— begin Record extracts —
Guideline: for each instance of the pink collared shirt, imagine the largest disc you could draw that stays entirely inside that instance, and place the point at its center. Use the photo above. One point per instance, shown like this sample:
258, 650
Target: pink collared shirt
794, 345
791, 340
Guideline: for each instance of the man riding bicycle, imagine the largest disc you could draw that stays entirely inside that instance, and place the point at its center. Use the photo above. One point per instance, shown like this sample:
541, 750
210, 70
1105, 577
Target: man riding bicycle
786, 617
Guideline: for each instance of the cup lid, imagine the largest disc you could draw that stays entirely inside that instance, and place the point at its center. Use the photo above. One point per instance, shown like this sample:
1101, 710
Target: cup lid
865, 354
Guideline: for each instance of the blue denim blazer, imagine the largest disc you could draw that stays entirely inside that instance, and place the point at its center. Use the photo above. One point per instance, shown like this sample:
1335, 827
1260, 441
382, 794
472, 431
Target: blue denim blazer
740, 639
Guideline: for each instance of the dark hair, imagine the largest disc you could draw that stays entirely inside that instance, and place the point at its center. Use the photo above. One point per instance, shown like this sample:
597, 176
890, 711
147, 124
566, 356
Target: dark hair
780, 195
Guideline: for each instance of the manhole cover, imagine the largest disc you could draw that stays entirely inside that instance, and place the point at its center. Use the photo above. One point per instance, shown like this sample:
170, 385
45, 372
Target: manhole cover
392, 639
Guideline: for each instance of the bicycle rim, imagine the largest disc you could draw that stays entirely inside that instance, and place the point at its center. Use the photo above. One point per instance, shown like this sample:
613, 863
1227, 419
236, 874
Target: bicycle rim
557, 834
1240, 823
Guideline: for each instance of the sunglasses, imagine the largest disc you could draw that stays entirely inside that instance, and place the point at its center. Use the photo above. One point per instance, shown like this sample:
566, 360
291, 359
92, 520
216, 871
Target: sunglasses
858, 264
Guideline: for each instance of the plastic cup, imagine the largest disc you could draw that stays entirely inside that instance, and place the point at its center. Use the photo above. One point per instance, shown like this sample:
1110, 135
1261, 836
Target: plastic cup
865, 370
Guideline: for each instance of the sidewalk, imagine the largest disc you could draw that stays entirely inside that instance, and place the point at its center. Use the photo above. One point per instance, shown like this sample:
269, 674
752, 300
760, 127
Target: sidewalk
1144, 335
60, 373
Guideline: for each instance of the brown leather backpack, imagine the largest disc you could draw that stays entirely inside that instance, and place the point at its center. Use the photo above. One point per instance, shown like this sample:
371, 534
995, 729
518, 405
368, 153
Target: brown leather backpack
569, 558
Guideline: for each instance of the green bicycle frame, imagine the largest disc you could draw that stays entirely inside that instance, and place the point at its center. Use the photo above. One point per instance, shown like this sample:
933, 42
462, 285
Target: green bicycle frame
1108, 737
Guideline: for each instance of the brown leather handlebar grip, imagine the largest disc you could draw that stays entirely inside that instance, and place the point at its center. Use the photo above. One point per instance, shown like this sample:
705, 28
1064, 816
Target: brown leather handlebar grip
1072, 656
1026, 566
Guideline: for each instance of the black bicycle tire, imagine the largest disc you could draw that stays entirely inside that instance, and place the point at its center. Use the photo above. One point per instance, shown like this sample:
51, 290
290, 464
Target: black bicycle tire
— end Record extracts —
_Job_
Your task is to return, exactly and on their own, the lines from the one containing "Guideline: for each instance of the sidewalk, imagine" through the last line of the listing.

_Solved exercise_
Guideline: for each instance of the sidewalk, imagine the largest disc you could draw that stays entirely inside that instance, and place the point at its center. Use the photo above. One point per instance, shown like this sample:
269, 674
752, 300
760, 127
Target: sidewalk
1144, 335
60, 373
Guideline: for each instance of the brown leather backpack, imagine the largest disc you could draw that stays entirely inside that instance, and place the point at its center. Use the photo above. One point per instance, shown like this sample:
371, 534
995, 729
518, 405
368, 153
Target: brown leather backpack
569, 558
Guideline: for each instance of the green bicycle frame, imagine the largest disc you could draw that stays entirely inside that instance, and place the point at its center. Use the photo above. One point per instance, shown like this sample:
933, 42
462, 285
Target: green bicycle frame
1108, 737
Guideline: for each instance of the brown leather handlebar grip, imagine the largest disc you could draw that stays entirely inside that instance, and place the point at its center. Use the photo above. One point per instance, shown like this sample:
705, 28
1064, 816
Target: brown leather handlebar grip
1072, 656
1026, 566
Guideline: for each instance of the black bicycle tire, imagine the largest disc you could draw that stays entirely inside that instance, and place the point at its center. Use the photo above. One point per instance, shown like this sample:
51, 290
290, 464
Target: black bicycle tire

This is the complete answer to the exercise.